Your tasks
**A.** According to the essay on narrative non-fiction, how long had Brooks been living and working in the Middle East when the incident happened?
**B.** Put this sentence from the essay on narrative non-fiction into Spanish: "Readers generally have little interest in the finer points of literary genres."
**C.** Copy out the section of the essay on narrative non-fiction that starts with the words "The way the" and ends with "from the story.".

Extracted text
Nobody is fined, jailed or beaten, but a foreigner’s eyes have been opened and don’t much like what they see. Shocked by injustice, Brooks embarks on an investigation into the roots of gender discrimination in Islamic cultures. Yet her surprise at being rejected by the hotelier, which serves so well to set up the story, appears on reflection to be somewhat studied. At the time of the incident, Brooks had been living and working in the Middle East for three years; she must have known what was in store.
Welcome to the artful world of literary and narrative non-fiction, where the author’s experience is shuffled and edited in ways that dramatise and personalise the story for readers. Nothing is invented, but reality must be re-ordered if the intended effect is to be achieved. Life rarely imitates art; moments of significance are punctuated by long periods in which nothing very interesting happens. But in narrative non-fiction, as in photography, reality is focused and framed, and the choice of subject determines what is included and what is left out. We do not get ‘the whole story as it happened’.
The way the narrative is arranged, and the voices in which it is told, are as important – if not more important – than the story itself. The narrator, for example, should not be confused with the author. The latter constructs the former, editing reality as they go, selecting those aspects of their own experience and character that will be shared with the reader. This narrator need not always be likeable – revealing a few flaws often works better than relating a litany of heroic or superhuman exploits. But we do need to trust the narrator, or at least have a reasonably firm grasp of who they ‘are’ and where they are coming from, lest confusion about this distract us from the story.
Readers generally have little interest in the finer points of literary genres. We scan the labels of processed foods with far greater attention. Yet, in complex democratic societies where public opinion matters and the work of explaining reality is so often contracted out to writers, the forms in which writers work, and how those forms function in representing reality, should be viewed more seriously. Narrative non-fiction should not be taken at face value.

Entries from a dataset

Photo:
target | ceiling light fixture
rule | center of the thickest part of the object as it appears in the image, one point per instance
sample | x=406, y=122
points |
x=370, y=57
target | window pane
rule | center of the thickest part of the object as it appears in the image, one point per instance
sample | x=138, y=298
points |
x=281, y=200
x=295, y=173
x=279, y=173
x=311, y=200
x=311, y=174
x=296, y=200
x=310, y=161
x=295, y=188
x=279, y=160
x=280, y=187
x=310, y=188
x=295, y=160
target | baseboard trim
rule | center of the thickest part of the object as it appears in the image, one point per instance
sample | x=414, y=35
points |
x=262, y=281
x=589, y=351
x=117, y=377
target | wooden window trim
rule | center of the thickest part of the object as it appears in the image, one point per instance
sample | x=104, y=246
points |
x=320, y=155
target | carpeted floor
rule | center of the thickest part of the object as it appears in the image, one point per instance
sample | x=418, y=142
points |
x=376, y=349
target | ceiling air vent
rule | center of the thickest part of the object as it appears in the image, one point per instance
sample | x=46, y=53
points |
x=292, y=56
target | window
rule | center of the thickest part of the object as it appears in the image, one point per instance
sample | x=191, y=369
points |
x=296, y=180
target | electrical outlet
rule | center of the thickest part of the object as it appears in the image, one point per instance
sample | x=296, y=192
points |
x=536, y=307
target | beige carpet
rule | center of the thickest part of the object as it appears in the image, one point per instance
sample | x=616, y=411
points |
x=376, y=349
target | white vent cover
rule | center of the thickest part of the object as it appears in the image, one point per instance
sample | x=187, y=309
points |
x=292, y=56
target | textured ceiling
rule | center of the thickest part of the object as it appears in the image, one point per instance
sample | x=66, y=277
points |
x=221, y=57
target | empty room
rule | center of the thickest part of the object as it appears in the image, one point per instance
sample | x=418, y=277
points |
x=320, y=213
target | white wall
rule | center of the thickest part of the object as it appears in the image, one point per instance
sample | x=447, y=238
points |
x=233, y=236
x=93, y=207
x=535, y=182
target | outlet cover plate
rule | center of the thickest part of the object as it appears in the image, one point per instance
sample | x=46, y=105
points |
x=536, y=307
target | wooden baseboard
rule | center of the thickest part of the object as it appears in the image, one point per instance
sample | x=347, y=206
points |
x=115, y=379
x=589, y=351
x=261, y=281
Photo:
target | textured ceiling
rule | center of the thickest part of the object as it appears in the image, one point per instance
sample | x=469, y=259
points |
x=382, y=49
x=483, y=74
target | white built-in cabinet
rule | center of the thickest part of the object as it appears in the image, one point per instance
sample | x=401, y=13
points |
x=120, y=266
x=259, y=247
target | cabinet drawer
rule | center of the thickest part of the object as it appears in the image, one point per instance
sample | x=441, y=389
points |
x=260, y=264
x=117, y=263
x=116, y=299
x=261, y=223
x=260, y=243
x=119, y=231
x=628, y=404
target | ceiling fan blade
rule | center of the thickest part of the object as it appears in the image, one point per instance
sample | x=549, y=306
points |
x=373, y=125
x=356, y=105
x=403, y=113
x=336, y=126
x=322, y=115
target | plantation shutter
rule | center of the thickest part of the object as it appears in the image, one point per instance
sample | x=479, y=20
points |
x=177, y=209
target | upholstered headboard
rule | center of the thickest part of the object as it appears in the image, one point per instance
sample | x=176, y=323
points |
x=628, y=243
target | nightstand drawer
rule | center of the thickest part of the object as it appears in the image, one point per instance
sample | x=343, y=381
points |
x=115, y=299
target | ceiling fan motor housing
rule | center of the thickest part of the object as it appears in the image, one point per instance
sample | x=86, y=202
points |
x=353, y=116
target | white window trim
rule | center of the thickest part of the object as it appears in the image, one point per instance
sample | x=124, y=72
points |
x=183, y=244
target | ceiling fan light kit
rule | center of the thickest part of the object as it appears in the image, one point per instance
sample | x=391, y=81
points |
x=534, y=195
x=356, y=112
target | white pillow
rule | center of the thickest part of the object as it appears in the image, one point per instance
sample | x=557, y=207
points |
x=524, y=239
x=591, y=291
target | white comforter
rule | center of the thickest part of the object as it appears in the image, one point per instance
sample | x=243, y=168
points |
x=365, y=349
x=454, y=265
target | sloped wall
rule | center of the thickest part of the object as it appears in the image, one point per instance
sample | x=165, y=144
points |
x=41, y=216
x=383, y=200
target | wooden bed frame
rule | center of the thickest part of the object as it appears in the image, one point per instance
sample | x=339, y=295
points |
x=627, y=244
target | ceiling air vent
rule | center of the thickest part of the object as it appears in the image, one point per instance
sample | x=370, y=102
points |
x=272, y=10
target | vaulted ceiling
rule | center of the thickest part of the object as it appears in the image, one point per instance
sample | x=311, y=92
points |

Responses to the exercise
**A.** Three years.

**B.** Por lo general, los lectores tienen poco interés en los detalles más finos de los géneros literarios.

**C.**
The way the narrative is arranged, and the voices in which it is told, are as important – if not more important – than the story itself. The narrator, for example, should not be confused with the author. The latter constructs the former, editing reality as they go, selecting those aspects of their own experience and character that will be shared with the reader. This narrator need not always be likeable – revealing a few flaws often works better than relating a litany of heroic or superhuman exploits. But we do need to trust the narrator, or at least have a reasonably firm grasp of who they ‘are’ and where they are coming from, lest confusion about this distract us from the story.